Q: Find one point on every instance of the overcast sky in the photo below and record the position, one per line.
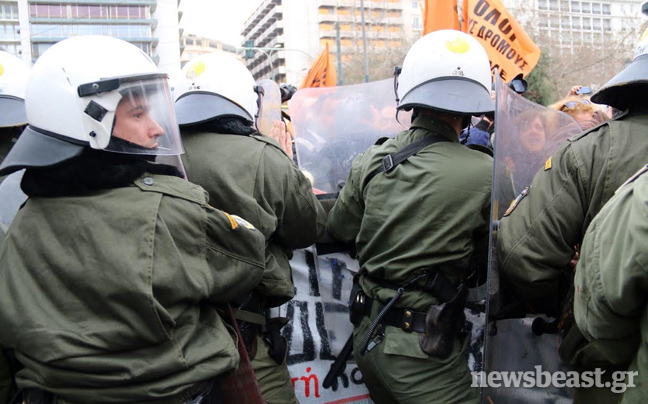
(217, 19)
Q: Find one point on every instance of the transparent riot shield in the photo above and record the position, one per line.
(270, 106)
(526, 135)
(11, 198)
(332, 125)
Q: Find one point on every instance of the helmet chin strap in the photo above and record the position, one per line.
(397, 71)
(260, 93)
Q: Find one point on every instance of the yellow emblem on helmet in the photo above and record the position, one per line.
(459, 45)
(195, 69)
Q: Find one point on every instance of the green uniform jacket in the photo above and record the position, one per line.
(110, 296)
(536, 242)
(431, 211)
(252, 177)
(611, 300)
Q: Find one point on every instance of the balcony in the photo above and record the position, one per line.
(262, 12)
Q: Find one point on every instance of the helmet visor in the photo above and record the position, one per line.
(144, 120)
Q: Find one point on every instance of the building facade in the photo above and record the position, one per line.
(571, 24)
(193, 45)
(292, 33)
(29, 27)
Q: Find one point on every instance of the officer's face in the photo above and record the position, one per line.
(134, 123)
(533, 136)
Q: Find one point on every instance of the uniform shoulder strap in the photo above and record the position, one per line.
(392, 160)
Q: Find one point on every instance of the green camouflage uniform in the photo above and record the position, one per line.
(612, 284)
(252, 177)
(112, 295)
(536, 242)
(431, 211)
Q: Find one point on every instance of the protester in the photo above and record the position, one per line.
(586, 113)
(114, 270)
(536, 240)
(426, 218)
(254, 176)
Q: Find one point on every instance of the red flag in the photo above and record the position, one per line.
(322, 73)
(440, 14)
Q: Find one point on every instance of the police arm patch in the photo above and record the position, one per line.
(548, 164)
(239, 221)
(516, 201)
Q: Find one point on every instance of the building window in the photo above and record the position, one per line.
(576, 23)
(596, 8)
(9, 32)
(39, 48)
(553, 5)
(9, 11)
(575, 6)
(87, 11)
(597, 24)
(607, 25)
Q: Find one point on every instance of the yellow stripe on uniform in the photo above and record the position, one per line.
(232, 221)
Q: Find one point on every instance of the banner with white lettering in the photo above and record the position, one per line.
(319, 326)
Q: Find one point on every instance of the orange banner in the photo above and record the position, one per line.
(322, 73)
(440, 14)
(509, 48)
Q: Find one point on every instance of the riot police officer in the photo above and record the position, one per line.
(419, 226)
(13, 81)
(251, 175)
(610, 302)
(113, 271)
(536, 242)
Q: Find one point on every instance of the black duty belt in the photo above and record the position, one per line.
(406, 319)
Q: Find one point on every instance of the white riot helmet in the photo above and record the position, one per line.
(98, 92)
(216, 85)
(445, 70)
(14, 74)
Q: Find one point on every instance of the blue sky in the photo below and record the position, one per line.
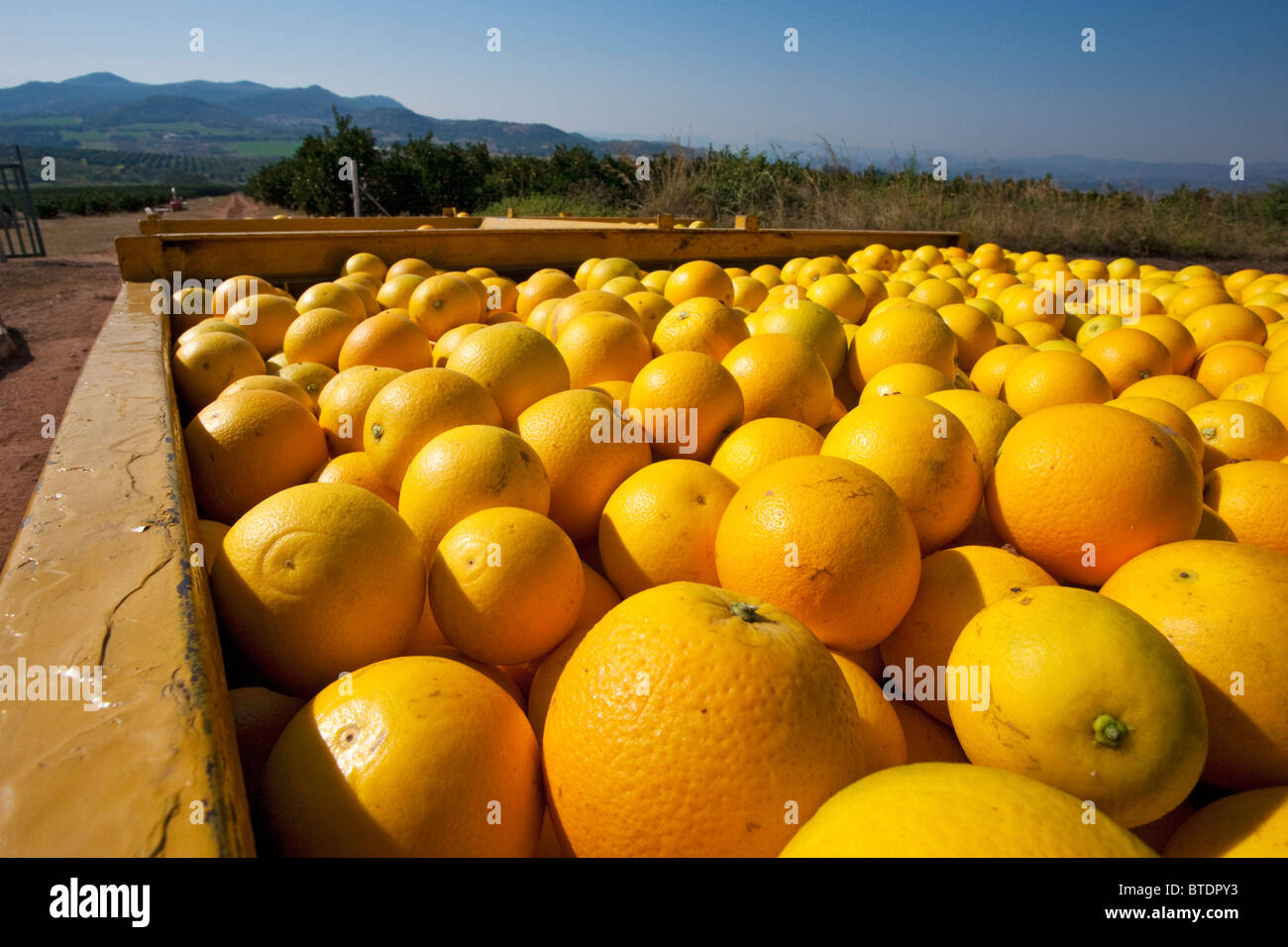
(1170, 81)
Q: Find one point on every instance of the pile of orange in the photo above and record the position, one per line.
(906, 552)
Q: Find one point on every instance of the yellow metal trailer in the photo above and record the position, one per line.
(102, 573)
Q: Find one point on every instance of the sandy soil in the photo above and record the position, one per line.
(54, 308)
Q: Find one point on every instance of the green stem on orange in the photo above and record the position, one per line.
(746, 612)
(1109, 731)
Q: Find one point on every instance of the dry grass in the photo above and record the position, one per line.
(1025, 214)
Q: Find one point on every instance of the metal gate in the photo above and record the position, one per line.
(18, 224)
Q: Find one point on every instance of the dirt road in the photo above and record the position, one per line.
(54, 308)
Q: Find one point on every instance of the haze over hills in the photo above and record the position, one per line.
(257, 121)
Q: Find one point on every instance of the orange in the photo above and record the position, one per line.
(600, 596)
(1171, 416)
(818, 268)
(698, 278)
(953, 810)
(1192, 299)
(228, 291)
(1247, 825)
(269, 382)
(874, 289)
(1222, 604)
(277, 592)
(761, 442)
(623, 286)
(1127, 356)
(355, 468)
(365, 291)
(259, 718)
(331, 295)
(660, 526)
(768, 274)
(265, 318)
(1109, 710)
(656, 281)
(385, 341)
(1039, 334)
(541, 315)
(986, 419)
(1177, 389)
(246, 447)
(397, 290)
(584, 270)
(618, 392)
(812, 324)
(1224, 322)
(1275, 395)
(649, 307)
(748, 292)
(905, 379)
(923, 453)
(1237, 431)
(366, 263)
(1212, 527)
(445, 302)
(936, 292)
(603, 347)
(1021, 304)
(310, 376)
(1044, 379)
(702, 325)
(694, 720)
(1224, 364)
(991, 368)
(684, 403)
(1082, 488)
(344, 405)
(840, 295)
(505, 585)
(872, 257)
(502, 295)
(782, 294)
(467, 470)
(209, 363)
(781, 376)
(927, 740)
(901, 335)
(1008, 335)
(585, 302)
(412, 265)
(464, 781)
(974, 330)
(954, 585)
(449, 341)
(318, 335)
(609, 268)
(413, 408)
(476, 283)
(572, 434)
(515, 365)
(214, 324)
(1252, 500)
(880, 729)
(827, 540)
(1173, 334)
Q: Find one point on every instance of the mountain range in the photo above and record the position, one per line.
(257, 121)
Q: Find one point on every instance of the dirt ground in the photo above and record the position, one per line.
(54, 308)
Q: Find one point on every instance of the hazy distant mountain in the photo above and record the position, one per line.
(211, 116)
(252, 120)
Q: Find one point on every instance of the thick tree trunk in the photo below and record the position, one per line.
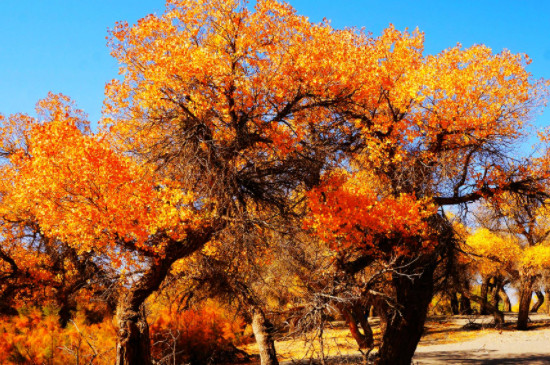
(263, 329)
(506, 299)
(455, 307)
(498, 316)
(465, 305)
(355, 316)
(525, 294)
(134, 346)
(406, 320)
(483, 295)
(539, 302)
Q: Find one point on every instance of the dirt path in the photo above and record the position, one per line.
(493, 347)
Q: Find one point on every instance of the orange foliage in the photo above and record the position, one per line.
(35, 338)
(195, 335)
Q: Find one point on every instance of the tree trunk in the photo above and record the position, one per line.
(483, 295)
(506, 298)
(406, 319)
(354, 316)
(133, 345)
(525, 293)
(465, 305)
(498, 316)
(263, 329)
(539, 302)
(454, 303)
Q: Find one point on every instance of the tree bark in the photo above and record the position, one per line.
(406, 318)
(455, 307)
(483, 295)
(354, 316)
(133, 345)
(263, 329)
(525, 294)
(498, 316)
(465, 305)
(506, 299)
(539, 302)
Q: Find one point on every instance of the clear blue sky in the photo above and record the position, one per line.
(60, 46)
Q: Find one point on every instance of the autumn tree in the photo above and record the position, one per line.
(525, 222)
(220, 109)
(437, 131)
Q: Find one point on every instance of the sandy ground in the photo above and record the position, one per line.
(492, 347)
(446, 342)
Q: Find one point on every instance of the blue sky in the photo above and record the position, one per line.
(60, 46)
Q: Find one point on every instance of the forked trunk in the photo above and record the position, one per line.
(539, 302)
(133, 345)
(263, 333)
(525, 293)
(405, 323)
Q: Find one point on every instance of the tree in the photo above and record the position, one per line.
(436, 131)
(220, 110)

**Problem to solve**
Give the entries above again, exactly as written and free of images.

**Task answer**
Q: Find one point on every instance of the overcast sky in the photo below and record the position, one per line.
(217, 19)
Q: Find one point on every instance of the transparent riot shield in the photo above and record the position, one per line.
(270, 106)
(526, 135)
(11, 198)
(332, 125)
Q: Find one point on every instance of the helmet chin strap in the photo above and record the position, one per line.
(397, 71)
(260, 93)
Q: Find one point on every instance of the yellow emblem on helmet in the photo above and record the position, one per line.
(459, 45)
(195, 69)
Q: Find one point on every instance of the green uniform jacket in the photo above and record the position, one per line.
(110, 296)
(536, 242)
(431, 211)
(252, 177)
(611, 300)
Q: Find one point on every instance of the balcony in the photo above and record the position, one per line.
(262, 12)
Q: Find one point on every instance of the helmet visor in the photo above and record the position, one per line.
(144, 120)
Q: Find one point on every instance of the building facade in the photo above and record the position, one per line.
(571, 24)
(193, 45)
(292, 33)
(29, 27)
Q: Find one point on every instance of the officer's face in the photo above and record the position, one per line.
(134, 123)
(533, 136)
Q: Find one point on every instance of the uniform shoulder strap in the photo above and record the position, one per line.
(392, 160)
Q: Find one point on every instance of the green camouflage uniform in the photo above and record the position, one per line.
(612, 284)
(252, 177)
(112, 295)
(536, 242)
(431, 211)
Q: Find one point on every instance of the protester in the photo above and record the position, one per line.
(586, 113)
(114, 270)
(536, 240)
(426, 218)
(254, 176)
Q: Find one point on every instance of the red flag in the photo above and record the position, one per line.
(322, 73)
(440, 14)
Q: Find one point on every instance of the police arm patch in the photo above and record the position, one per line.
(548, 164)
(239, 221)
(516, 201)
Q: Find one point on every instance of the building window in the photo above and record the position, one per line.
(576, 23)
(596, 8)
(9, 32)
(39, 48)
(553, 5)
(9, 11)
(575, 6)
(87, 11)
(597, 24)
(607, 25)
Q: Find one point on every instance of the yellow stripe on uniform in the photo above and record the position, one per line.
(232, 221)
Q: Find one point on every instance of the banner with white lettering in the photo above and record the position, one per line.
(319, 326)
Q: Find one point on every instance of the orange banner in the photo above and record the position, one per line.
(322, 73)
(440, 14)
(509, 48)
Q: Find one point on every instance of the riot police officer in the photo above and record the position, one per line.
(419, 226)
(13, 81)
(251, 175)
(610, 302)
(113, 271)
(536, 242)
Q: Find one point on every instance of the black duty belt in the photo above and record the position, one per line.
(406, 319)
Q: Find one point on every instance of the white riot helmet in the photo above and record the position, one per line.
(98, 92)
(216, 85)
(445, 70)
(14, 74)
Q: Find one point on every instance of the blue sky in the photo below and record the position, one per line.
(1170, 81)
Q: Find one point on every instance of the pile of orange in the photo above and record the position, one per line.
(906, 552)
Q: Find one point on every instance of the yellow metal trailer in the photo above and record the position, one per line.
(102, 573)
Q: Find one point on every instance of the sandy soil in the photo above and record the position, one per line.
(54, 308)
Q: Find one point on every instance of the green stem on orange in the photo above and record the position, one per line.
(746, 612)
(1109, 731)
Q: Find one point on every instance of the dry grass in the photo above and record the position, one per line.
(1025, 214)
Q: Find one point on every instance of the metal gate in the photo above and record the position, one per line.
(18, 224)
Q: Find one point on every instance of the dirt road in the photo above and record the position, one per line.
(54, 308)
Q: Find one point on every instance of the haze over hills in the photo above and record the position, one per line.
(257, 121)
Q: Find one point on every instance of the orange in the photo above and record the position, one per line.
(600, 596)
(1171, 416)
(818, 268)
(698, 278)
(953, 810)
(1192, 299)
(228, 291)
(1247, 825)
(269, 382)
(874, 289)
(1222, 604)
(277, 592)
(761, 442)
(623, 286)
(1127, 356)
(355, 468)
(365, 291)
(259, 718)
(331, 295)
(660, 526)
(768, 274)
(265, 318)
(1109, 710)
(656, 281)
(385, 341)
(1039, 334)
(541, 315)
(986, 419)
(1177, 389)
(246, 447)
(397, 290)
(584, 270)
(618, 392)
(812, 324)
(1224, 322)
(1275, 395)
(649, 307)
(748, 292)
(905, 379)
(923, 453)
(1237, 431)
(366, 263)
(1212, 527)
(445, 302)
(936, 292)
(603, 347)
(1021, 304)
(310, 376)
(1044, 379)
(702, 325)
(694, 720)
(1224, 364)
(991, 368)
(684, 403)
(1082, 488)
(344, 405)
(840, 295)
(505, 585)
(872, 257)
(502, 295)
(782, 294)
(467, 470)
(209, 363)
(781, 376)
(927, 740)
(901, 335)
(1008, 335)
(585, 302)
(412, 265)
(464, 781)
(974, 330)
(954, 585)
(449, 341)
(318, 335)
(609, 268)
(413, 408)
(476, 283)
(572, 434)
(515, 365)
(214, 324)
(1252, 500)
(880, 729)
(827, 540)
(1173, 334)
Q: Find one point on every instance of the mountain range in the photo above and record the position, one per line.
(257, 121)
Q: Find one point on every instance of the dirt ground in the photo above and record the position, one per line.
(54, 308)
Q: Find one point on every instance of the hazy distant mountain in the photo above and record the position, one per line.
(211, 116)
(252, 120)
Q: Find one point on every instance of the thick tree trunk in the photo below and record the position, one per line.
(263, 329)
(506, 299)
(455, 307)
(498, 316)
(465, 305)
(355, 316)
(525, 294)
(134, 346)
(406, 320)
(483, 295)
(539, 302)
Q: Find one point on every instance of the dirt path in the photo above and record the position, one per line.
(493, 347)
Q: Find one point on every instance of the orange foliage in the photo above and record the position, one per line.
(35, 338)
(195, 335)
Q: Find one point on every instance of the tree trunk in the photo above and record the position, one per line.
(483, 295)
(506, 298)
(406, 319)
(354, 316)
(133, 345)
(525, 293)
(465, 305)
(498, 316)
(263, 329)
(539, 302)
(454, 303)
Q: Find one point on every instance of the tree bark in the photo above and record the position, one per line.
(406, 318)
(455, 307)
(483, 295)
(354, 316)
(133, 345)
(263, 329)
(525, 294)
(498, 316)
(465, 305)
(506, 299)
(539, 302)
Q: Find one point on every instance of the clear blue sky in the photo above and record the position, one per line.
(60, 46)
Q: Find one point on every instance of the autumn tree in the photo above and record the position, one per line.
(525, 222)
(220, 109)
(437, 131)
Q: Find one point on every instance of the sandy ground in the photo above and record the position, one per line.
(492, 347)
(446, 342)
Q: Find one point on every instance of the blue sky in the photo above and record the position, one per line.
(60, 46)
Q: Find one point on every instance of the forked trunk in the photo above and record the position, one per line.
(539, 302)
(133, 345)
(263, 333)
(525, 293)
(405, 323)
Q: Find one point on every instance of the tree in the photo above and record the position, one per line.
(436, 131)
(220, 110)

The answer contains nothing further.